■ Verilen metin ■
******

64 / TEGÂBÜN

Medîne'de inmiştir. 18 âyettir.

1

 Göklerde ve yerde ne varsa. Hepsi Allah'ı tesbih eder. Mülk onundur, hamd de onundur. O her şeye kâdirdir.

"Göklerde ve yerde ne varsa, hepsi Allah'ı tesbih eder” onun mutlak kemal ve zenginliğini göstermekle.

"Mülk onundur, hamd de onundur” lehu zarflarını öne alması bu iki şeyin aslmda ona hâs olduğunu göstermek içindir.

"O her şeye kâdirdir” çünkü kudreti gerektiren zâtının her şeye nispeti eşittir (hepsine gücü yeter). Sonra iddia ettiği şeye başlayıp şöyle dedi:

2

 O ki, sizi yarattı; sizden kâfir de var, sizden mü'min de var. Allah yaptıklarınızı hakkıyla görendir.

"O ki, sizi yarattı; sizden kâfir de vardır” küfrü takdir edilen ve onu küfre sürükleyen şey kendisine yöneltilen de vardır "sizden mü'min de vardır” îmanı takdir edilen ve davet ettiği şeye muvaffak kılınan.

******

■ Veriler ■
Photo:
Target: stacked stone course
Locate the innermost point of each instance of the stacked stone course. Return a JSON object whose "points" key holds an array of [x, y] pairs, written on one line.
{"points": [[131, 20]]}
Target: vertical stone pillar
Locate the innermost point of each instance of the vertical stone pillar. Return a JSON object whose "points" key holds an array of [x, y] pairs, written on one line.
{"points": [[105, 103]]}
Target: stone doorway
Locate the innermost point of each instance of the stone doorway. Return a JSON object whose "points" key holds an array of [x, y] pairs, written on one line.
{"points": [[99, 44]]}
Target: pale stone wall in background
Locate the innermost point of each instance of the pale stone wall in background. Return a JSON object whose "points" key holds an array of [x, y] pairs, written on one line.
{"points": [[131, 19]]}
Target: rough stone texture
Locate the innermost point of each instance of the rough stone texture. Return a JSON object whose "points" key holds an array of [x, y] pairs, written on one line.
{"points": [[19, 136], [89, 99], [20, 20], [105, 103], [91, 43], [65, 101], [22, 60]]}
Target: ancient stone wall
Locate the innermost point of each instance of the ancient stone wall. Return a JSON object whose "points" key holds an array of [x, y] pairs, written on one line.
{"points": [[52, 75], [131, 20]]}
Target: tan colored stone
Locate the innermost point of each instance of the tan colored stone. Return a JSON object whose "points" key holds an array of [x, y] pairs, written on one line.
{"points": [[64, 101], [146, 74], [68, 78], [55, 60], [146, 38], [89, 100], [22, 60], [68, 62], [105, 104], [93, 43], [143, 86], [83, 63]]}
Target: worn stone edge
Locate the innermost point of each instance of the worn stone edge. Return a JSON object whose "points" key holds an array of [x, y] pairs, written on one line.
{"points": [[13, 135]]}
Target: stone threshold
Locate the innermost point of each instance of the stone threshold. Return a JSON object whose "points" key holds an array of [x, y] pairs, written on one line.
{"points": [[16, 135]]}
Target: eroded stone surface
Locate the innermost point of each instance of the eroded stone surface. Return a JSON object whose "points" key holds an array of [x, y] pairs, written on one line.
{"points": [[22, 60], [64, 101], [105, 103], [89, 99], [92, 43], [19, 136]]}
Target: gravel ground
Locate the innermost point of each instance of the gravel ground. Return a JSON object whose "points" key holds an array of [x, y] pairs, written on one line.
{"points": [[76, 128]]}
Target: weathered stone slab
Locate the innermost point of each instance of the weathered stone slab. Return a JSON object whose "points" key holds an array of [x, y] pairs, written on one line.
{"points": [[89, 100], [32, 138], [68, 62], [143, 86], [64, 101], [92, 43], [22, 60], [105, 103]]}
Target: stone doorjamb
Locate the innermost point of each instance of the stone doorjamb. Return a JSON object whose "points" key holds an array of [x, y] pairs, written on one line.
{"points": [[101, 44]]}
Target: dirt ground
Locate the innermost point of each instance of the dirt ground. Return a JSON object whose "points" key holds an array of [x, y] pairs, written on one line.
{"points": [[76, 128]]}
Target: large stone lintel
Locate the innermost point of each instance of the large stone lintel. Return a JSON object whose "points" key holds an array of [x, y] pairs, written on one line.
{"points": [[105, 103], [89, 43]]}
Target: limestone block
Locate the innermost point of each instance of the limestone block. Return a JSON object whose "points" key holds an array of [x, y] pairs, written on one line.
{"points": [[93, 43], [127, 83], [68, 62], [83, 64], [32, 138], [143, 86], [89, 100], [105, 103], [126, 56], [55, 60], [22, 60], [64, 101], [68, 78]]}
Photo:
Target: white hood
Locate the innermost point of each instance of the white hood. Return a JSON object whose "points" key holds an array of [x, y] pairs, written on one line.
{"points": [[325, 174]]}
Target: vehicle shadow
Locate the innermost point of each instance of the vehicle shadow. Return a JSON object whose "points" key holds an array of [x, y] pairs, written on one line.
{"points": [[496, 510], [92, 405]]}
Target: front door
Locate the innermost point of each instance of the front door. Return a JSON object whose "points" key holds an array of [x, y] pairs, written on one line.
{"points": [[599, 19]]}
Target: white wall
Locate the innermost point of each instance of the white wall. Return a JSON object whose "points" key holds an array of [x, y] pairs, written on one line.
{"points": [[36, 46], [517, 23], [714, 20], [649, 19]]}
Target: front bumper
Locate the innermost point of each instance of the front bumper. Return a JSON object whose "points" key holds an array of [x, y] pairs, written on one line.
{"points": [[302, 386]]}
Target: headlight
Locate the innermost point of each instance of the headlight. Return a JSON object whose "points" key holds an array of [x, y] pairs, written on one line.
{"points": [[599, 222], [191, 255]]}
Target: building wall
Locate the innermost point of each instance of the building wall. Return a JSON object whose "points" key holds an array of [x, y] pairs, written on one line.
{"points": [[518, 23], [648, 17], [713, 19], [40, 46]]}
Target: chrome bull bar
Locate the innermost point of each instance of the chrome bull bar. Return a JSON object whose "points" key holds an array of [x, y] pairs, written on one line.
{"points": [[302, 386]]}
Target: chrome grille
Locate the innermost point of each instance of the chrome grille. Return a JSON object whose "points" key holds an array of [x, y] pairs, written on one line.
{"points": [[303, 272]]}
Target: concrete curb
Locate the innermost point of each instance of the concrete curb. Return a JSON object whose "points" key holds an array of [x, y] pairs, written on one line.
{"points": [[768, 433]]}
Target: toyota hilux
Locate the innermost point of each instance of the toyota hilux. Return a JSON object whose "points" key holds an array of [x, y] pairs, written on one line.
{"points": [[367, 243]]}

******

■ Görev ayrıntıları ■
Lütfen Tegâbün suresi tefsirindeki metni "Göklerde ve yerde ne varsa." sözlerinden başlayıp "şeye muvaffak kılınan." sözleri de dahil olmak üzere aynen yazın. Listenin metinle hiçbir ilgisi yoktur.

■ Görevin yanıtı ■
Göklerde ve yerde ne varsa. Hepsi Allah'ı tesbih eder. Mülk onundur, hamd de onundur. O her şeye kâdirdir.

"Göklerde ve yerde ne varsa, hepsi Allah'ı tesbih eder” onun mutlak kemal ve zenginliğini göstermekle.

"Mülk onundur, hamd de onundur” lehu zarflarını öne alması bu iki şeyin aslmda ona hâs olduğunu göstermek içindir.

"O her şeye kâdirdir” çünkü kudreti gerektiren zâtının her şeye nispeti eşittir (hepsine gücü yeter). Sonra iddia ettiği şeye başlayıp şöyle dedi:

2

 O ki, sizi yarattı; sizden kâfir de var, sizden mü'min de var. Allah yaptıklarınızı hakkıyla görendir.

"O ki, sizi yarattı; sizden kâfir de vardır” küfrü takdir edilen ve onu küfre sürükleyen şey kendisine yöneltilen de vardır "sizden mü'min de vardır” îmanı takdir edilen ve davet ettiği şeye muvaffak kılınan.